Selection:

_____

As what had been was fading away, without me, seemingly, having any say in it, there was only one thing to do -- to help me access some peace of mind -- and that was to go inside and surrender to Spirit, more deeply than I had before. I did not know what else to do. The level of emotional stress and heartbreak that I was meeting was intense. I was having panic attacks every night, so would get up in the early hours of the morning after an attack and meditate, as a way of calming myself and trying to open to something that might help me come back to peace. I was meditating for probably about three hours every night, during that period.

Ian: Is that where the guidance came from?

Miranda: For many years, I have been asking four questions at the end of my quiet time. The questions are: "What wants to be known? What wants to be received? What wants to be released? What wants to be done?" I have always had clear responses to those questions that have been helpful. Suddenly, there was a much stronger and more powerful quality to the guidance I was receiving. It was in another league to anything I had known before: more direct, visceral, powerful and coming through in such volume that I thought I needed to begin writing it down.

Miranda

My hand was struggling to keep up with how fast it was coming. So, of course, I began to ask questions on the nature of what was happening, why it was happening and how I needed to respond to it in a way that would be helpful. I got the consistent message: "Nothing is going wrong here. All is as it should be. Trust the process. All of this is preparation for what wants to come." I was being encouraged to trust, to be open, to allow the process and to look at the places where I was attached, and to surrender and open totally.

_____

Dataset records:
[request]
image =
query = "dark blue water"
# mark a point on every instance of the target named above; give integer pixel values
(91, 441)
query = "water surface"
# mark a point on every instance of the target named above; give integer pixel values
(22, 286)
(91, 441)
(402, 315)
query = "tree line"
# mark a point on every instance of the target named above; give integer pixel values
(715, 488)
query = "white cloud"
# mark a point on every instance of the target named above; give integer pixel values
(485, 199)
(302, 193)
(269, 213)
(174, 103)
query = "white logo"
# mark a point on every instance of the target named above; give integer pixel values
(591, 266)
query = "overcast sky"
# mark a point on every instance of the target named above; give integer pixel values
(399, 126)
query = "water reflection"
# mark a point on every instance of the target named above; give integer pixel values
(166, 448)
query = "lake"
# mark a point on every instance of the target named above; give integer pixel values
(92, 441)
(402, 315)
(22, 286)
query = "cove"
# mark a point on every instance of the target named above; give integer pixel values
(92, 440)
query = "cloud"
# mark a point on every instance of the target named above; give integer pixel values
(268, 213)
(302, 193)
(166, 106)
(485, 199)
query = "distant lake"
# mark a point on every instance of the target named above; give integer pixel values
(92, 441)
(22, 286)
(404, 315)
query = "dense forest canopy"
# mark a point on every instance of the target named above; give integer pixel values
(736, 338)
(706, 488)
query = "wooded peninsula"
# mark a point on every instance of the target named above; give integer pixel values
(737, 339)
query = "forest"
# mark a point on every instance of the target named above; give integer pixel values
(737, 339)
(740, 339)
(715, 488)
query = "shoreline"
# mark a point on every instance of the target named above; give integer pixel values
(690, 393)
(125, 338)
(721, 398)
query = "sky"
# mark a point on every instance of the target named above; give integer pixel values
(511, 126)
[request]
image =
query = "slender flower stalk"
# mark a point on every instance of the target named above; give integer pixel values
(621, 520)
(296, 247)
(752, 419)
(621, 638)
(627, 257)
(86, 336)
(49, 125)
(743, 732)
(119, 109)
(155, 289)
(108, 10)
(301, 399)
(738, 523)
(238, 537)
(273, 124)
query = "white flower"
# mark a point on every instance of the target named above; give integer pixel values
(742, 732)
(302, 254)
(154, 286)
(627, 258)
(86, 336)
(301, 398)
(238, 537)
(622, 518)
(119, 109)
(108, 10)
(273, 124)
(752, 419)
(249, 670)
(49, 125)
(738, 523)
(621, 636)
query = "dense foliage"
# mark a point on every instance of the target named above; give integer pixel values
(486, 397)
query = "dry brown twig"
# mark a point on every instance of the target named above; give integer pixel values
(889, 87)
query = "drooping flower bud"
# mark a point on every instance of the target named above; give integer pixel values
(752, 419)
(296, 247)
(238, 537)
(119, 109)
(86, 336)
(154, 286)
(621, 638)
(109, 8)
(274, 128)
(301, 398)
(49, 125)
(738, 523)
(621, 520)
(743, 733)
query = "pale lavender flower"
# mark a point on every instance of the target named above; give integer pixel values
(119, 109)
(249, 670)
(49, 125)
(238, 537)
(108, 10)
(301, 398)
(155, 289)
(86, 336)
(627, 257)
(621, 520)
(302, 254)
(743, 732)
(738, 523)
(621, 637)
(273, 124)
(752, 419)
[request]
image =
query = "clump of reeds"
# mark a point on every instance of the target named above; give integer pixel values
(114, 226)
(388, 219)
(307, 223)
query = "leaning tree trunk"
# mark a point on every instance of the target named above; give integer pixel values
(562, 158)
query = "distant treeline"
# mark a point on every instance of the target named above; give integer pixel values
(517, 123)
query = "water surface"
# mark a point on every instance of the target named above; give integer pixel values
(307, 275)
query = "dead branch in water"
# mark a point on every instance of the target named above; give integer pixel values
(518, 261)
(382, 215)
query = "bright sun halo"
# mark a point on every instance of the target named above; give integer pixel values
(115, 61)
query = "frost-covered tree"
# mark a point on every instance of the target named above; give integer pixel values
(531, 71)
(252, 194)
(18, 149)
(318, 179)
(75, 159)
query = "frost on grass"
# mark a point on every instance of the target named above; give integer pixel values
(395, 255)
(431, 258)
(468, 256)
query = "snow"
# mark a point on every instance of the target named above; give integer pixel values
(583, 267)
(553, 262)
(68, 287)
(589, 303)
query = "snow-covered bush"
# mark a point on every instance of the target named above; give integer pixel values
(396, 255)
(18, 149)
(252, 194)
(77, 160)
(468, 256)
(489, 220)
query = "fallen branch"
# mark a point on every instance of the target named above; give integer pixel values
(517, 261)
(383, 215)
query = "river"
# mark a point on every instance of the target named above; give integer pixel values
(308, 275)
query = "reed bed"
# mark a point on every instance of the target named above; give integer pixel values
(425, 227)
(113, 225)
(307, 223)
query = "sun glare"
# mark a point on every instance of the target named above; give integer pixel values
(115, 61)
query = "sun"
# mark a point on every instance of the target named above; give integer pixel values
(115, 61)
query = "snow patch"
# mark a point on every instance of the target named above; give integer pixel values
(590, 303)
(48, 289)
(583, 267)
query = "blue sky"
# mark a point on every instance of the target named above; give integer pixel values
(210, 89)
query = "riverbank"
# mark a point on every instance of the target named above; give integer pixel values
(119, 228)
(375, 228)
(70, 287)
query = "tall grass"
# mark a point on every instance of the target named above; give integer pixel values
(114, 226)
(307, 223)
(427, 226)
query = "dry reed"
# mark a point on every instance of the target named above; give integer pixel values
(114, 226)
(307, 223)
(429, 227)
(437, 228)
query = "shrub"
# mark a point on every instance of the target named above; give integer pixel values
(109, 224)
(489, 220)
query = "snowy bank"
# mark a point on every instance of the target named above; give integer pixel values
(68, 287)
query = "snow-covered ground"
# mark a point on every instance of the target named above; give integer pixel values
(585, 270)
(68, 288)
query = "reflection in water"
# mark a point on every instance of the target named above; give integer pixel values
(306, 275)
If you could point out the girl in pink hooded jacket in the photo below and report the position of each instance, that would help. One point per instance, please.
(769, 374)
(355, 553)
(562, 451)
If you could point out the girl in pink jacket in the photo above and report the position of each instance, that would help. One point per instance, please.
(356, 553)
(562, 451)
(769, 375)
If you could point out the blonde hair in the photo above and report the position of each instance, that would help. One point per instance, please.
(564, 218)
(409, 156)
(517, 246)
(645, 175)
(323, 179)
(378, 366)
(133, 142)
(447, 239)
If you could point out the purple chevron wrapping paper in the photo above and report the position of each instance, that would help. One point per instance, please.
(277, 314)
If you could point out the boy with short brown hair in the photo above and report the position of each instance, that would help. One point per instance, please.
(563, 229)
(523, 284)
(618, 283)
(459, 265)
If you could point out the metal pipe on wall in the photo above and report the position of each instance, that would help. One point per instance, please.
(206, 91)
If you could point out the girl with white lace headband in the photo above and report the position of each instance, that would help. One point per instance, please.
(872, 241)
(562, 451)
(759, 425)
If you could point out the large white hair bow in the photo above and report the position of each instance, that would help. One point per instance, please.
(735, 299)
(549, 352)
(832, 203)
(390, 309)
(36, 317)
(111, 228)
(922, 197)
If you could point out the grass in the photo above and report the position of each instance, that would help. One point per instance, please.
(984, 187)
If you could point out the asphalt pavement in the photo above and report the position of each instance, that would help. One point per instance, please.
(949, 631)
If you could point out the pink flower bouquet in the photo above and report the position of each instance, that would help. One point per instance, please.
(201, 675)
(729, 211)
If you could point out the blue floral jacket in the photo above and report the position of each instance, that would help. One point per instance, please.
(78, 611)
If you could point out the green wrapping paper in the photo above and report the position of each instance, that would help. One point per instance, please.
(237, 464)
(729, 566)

_____

Exercise details: Repeat word for word the passage of the meditation interview between "Miranda: For many" and "writing it down.", inclusive.

Full output:
Miranda: For many years, I have been asking four questions at the end of my quiet time. The questions are: "What wants to be known? What wants to be received? What wants to be released? What wants to be done?" I have always had clear responses to those questions that have been helpful. Suddenly, there was a much stronger and more powerful quality to the guidance I was receiving. It was in another league to anything I had known before: more direct, visceral, powerful and coming through in such volume that I thought I needed to begin writing it down.